__CHALLENGES__
[a] Answer these questions using the page on the text matching engine:
(i) Which two platforms does the engine match markets between?
(ii) What weight does Jaccard similarity get in the combined score?
(iii) What is the default expiration tolerance used in pre-filtering?
[b] Repeat word for word everything in the page on the text matching engine from "We use a weighted" down to "words are reordered.".

Market Discovery Phase 2: Text Matching Engine¶

This post covers Phase 2 of ADR-017 - implementing the text similarity matching engine that powers automated market discovery between Polymarket and Kalshi.

The Problem¶

Phase 1 established the data types and storage layer. Now we need to actually find matching markets across platforms. The challenge:

Fuzzy matching - Market titles differ in phrasing ("Will Trump win?" vs "Trump wins 2024?")
False positives - Similar titles may have different settlement criteria
Scalability - Must compare thousands of markets efficiently

Algorithm Design¶

Combined Similarity Scoring¶

We use a weighted combination of two complementary algorithms:

score = 0.6 × Jaccard + 0.4 × Levenshtein

Jaccard similarity (0.6 weight) measures token set overlap:

let intersection = set_a.intersection(&set_b).count();
let union = set_a.union(&set_b).count();
jaccard = intersection / union

This captures semantic similarity when words are reordered.

Levenshtein similarity (0.4 weight) measures edit distance:

let distance = levenshtein(&norm_a, &norm_b);
levenshtein_sim = 1.0 - (distance / max_length)

This catches typos and minor variations.

Text Normalization¶

Before comparison, titles are normalized:

impl TextNormalizer {
    pub fn normalize(&self, text: &str) -> String {
        // 1. Lowercase
        // 2. Replace punctuation with spaces
        // 3. Collapse whitespace
    }

    pub fn tokenize(&self, text: &str) -> Vec<String> {
        // 4. Split into words
        // 5. Filter stop words (a, an, the, will, be, ...)
    }
}

Example: "Will Bitcoin reach $100k?" → ["bitcoin", "reach", "100k"]

Pre-Filtering¶

Before scoring, candidates are filtered to reduce false positives:

Filter	Default	Purpose
Expiration tolerance	±7 days	Markets must settle around same time
Outcome count	Must match	Binary vs multi-outcome
Category match	Optional	Same topic area

Semantic Warning Detection (FR-MD-008)¶

Even similar titles may have different settlement criteria. We detect and flag:

Conditional language mismatches:

Polymarket: "Will Fed announce rate cut?"
Kalshi:     "Will Fed cut rates?"

__PROVIDED RECORDS__
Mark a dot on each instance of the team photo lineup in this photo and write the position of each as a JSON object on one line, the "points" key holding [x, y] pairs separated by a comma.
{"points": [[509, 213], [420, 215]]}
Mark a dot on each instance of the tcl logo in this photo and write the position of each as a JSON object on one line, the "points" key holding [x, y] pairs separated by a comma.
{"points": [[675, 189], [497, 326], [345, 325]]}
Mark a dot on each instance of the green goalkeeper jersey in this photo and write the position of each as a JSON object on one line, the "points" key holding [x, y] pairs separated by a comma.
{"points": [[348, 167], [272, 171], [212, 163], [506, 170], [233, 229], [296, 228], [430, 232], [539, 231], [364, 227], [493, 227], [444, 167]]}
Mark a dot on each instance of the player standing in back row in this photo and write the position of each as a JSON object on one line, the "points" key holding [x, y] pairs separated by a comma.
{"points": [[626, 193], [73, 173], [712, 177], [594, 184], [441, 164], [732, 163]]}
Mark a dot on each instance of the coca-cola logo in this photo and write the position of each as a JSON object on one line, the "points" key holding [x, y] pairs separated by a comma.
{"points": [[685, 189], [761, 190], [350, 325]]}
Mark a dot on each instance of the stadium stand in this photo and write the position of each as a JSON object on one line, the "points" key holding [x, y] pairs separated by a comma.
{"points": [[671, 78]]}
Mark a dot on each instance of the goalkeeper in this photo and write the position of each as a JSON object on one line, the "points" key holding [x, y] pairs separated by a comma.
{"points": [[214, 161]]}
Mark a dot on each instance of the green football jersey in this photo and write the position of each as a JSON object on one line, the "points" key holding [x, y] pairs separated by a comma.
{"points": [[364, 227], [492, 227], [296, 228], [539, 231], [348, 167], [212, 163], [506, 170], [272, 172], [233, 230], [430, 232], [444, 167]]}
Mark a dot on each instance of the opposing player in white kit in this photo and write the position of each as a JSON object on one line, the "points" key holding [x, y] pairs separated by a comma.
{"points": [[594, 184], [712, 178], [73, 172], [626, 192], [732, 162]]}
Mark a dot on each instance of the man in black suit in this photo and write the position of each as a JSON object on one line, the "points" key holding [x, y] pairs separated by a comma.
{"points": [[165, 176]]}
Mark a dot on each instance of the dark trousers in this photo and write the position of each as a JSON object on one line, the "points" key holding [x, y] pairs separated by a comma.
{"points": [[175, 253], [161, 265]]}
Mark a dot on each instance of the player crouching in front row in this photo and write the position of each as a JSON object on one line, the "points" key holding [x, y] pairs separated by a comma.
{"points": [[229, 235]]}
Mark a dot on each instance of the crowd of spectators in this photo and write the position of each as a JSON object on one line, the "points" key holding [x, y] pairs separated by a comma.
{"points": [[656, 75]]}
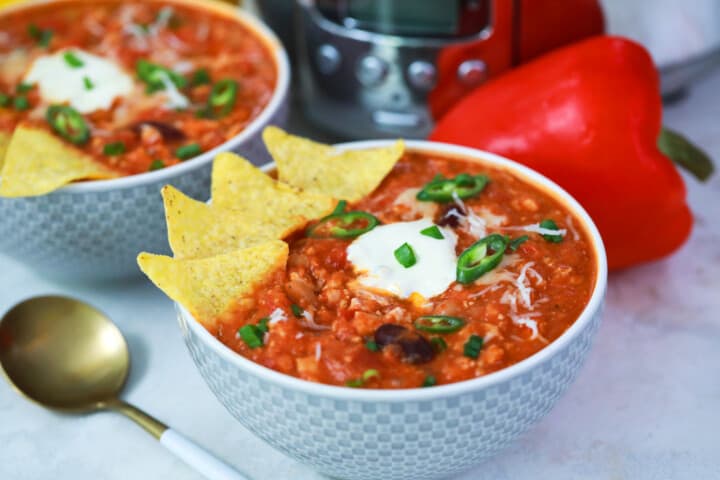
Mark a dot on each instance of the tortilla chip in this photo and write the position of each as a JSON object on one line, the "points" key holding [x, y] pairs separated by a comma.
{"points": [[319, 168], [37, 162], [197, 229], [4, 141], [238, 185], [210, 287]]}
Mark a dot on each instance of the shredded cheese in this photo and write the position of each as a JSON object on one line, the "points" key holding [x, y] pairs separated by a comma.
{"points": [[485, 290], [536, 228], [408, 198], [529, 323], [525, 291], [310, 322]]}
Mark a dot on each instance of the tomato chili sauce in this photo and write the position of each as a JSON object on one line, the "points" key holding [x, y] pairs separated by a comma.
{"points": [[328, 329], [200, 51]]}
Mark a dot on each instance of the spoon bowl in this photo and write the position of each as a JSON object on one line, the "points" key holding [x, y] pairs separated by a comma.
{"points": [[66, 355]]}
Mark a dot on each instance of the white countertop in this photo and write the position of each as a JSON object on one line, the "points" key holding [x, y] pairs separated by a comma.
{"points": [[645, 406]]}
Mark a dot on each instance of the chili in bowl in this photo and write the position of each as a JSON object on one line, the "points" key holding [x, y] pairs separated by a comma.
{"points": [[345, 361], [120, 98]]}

__ANSWERS TO EACH TASK__
[a]
(i) Polymarket and Kalshi
(ii) 0.6
(iii) ±7 days

[b]
We use a weighted combination of two complementary algorithms:

score = 0.6 × Jaccard + 0.4 × Levenshtein

Jaccard similarity (0.6 weight) measures token set overlap:

let intersection = set_a.intersection(&set_b).count();
let union = set_a.union(&set_b).count();
jaccard = intersection / union

This captures semantic similarity when words are reordered.